> **WHAT TO WORK ON**
Starting with the line that contains "Expected: for the bare" and going on through the end of the records, rewrite those lines with "small twig" changed to "thin twig" and everything else kept the same.

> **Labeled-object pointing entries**
┌──
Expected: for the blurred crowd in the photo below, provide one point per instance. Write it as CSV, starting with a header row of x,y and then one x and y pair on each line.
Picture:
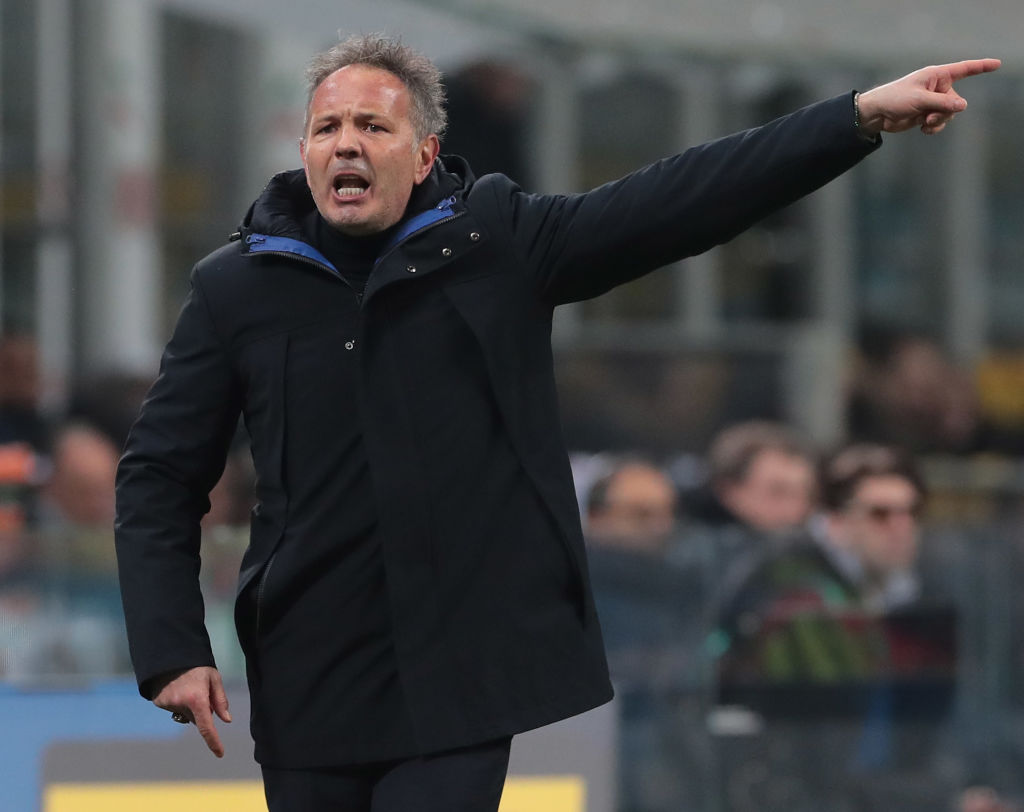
x,y
60,617
783,631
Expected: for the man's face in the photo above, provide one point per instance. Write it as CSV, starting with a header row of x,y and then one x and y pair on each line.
x,y
360,153
639,511
775,496
880,524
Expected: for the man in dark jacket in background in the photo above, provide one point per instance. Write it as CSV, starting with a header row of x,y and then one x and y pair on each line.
x,y
415,591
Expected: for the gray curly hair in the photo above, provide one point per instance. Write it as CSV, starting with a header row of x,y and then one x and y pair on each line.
x,y
419,75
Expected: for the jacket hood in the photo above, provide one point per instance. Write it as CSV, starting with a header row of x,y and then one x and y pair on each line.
x,y
280,209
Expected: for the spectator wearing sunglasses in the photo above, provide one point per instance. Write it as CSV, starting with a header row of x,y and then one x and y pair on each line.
x,y
791,612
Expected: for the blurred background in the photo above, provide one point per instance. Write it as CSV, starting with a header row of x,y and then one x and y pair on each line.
x,y
885,308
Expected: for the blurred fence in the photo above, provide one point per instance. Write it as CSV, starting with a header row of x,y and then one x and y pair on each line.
x,y
679,745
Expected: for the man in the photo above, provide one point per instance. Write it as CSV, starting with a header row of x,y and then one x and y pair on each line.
x,y
872,497
632,508
415,591
859,559
762,475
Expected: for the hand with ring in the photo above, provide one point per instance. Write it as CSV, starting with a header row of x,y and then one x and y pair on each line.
x,y
194,696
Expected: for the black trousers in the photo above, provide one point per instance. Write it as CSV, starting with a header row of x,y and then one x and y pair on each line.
x,y
469,779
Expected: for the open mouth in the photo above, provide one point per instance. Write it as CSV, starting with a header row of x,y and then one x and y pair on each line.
x,y
349,185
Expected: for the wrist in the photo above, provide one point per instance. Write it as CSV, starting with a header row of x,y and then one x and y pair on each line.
x,y
861,124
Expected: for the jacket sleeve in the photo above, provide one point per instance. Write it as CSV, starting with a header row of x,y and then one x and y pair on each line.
x,y
174,456
581,246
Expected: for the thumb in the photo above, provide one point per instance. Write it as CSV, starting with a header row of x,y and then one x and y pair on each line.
x,y
218,698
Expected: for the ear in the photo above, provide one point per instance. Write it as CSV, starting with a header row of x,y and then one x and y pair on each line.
x,y
426,153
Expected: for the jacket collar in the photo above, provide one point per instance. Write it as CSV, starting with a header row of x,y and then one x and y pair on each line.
x,y
278,213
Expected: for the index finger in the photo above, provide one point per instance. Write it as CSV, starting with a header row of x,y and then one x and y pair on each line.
x,y
972,68
204,723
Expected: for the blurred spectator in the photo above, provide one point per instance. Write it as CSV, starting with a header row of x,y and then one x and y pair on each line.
x,y
633,507
859,554
20,420
79,628
983,799
759,492
906,390
761,476
110,401
652,618
80,488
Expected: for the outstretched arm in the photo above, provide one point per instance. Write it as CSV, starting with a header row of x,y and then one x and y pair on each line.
x,y
925,98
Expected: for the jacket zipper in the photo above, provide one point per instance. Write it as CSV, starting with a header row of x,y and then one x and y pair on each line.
x,y
337,274
260,590
408,237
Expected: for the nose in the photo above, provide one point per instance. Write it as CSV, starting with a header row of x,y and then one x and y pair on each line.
x,y
348,143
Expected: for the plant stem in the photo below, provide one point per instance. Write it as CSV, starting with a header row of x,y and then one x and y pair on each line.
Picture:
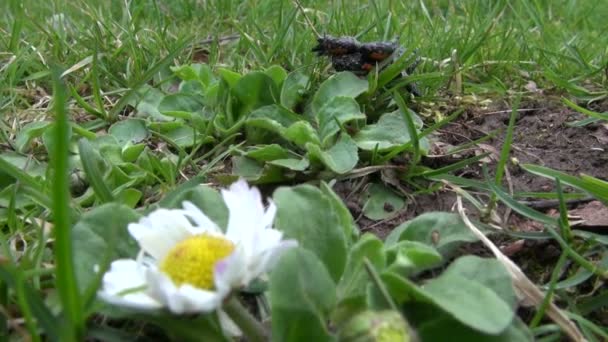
x,y
245,320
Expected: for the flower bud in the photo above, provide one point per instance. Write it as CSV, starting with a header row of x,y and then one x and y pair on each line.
x,y
376,326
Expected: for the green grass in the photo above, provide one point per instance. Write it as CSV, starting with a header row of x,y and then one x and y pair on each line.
x,y
115,57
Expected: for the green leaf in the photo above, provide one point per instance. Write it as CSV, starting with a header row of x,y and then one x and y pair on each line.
x,y
129,131
28,132
302,294
255,90
22,165
273,118
129,197
381,202
340,158
301,133
444,231
302,214
411,257
183,136
336,113
390,131
293,89
130,153
277,74
205,198
347,222
229,76
466,301
48,139
352,287
267,152
94,167
469,302
488,272
181,105
190,329
291,163
100,236
340,84
148,106
439,326
256,172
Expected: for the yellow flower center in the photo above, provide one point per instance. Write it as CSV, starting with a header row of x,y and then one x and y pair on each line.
x,y
192,260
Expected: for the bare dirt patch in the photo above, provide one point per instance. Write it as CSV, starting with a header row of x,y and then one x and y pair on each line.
x,y
542,136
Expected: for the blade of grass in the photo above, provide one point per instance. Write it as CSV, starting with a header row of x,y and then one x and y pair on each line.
x,y
411,127
66,282
515,205
148,75
504,153
540,312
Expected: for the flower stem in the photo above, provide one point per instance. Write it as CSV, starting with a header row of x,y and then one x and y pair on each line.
x,y
245,320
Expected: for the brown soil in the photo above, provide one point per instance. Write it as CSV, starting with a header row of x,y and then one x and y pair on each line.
x,y
541,137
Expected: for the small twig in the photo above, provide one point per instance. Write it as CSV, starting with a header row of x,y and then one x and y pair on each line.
x,y
312,27
524,286
549,204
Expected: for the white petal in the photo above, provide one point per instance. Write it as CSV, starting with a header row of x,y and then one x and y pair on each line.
x,y
203,222
231,272
183,299
270,214
189,299
125,275
265,261
246,211
158,232
228,325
└──
> **SOLVED PROBLEM**
Expected: for the bare dirt patch in the photo above, provide one point per instance. Write it as CSV, starting with a header row of x,y and then one x and y pair on each line.
x,y
542,136
Expected: for the blade of grass in the photo above, provide one point per instance. Write it as CSV, starting with a header row of x,y and then one x and y pair on each line.
x,y
411,127
66,282
515,205
148,75
504,153
540,312
Expected: for the flower stem in the photo above, provide one point per instance. Write it as CSV, starting with a header row of x,y and then one x and y pair on each line.
x,y
245,320
Expected: for the brown soil in the photo above, provide one point per instance. Write it as CSV, starting with a header row of x,y and then one x and y pair on each line.
x,y
541,137
Expected: for the thin twig in the photo above, provide one point per instance. Write it as CSV, starting with a header row of x,y and then one x and y pair on each line.
x,y
312,27
524,286
549,204
Expected: for the white petal in the photo above, provide one point per instance. Write it as CSV, starting with a header row of x,y and then one x and y pair on each line.
x,y
203,222
231,272
183,299
270,214
189,299
125,275
265,261
246,211
158,232
228,325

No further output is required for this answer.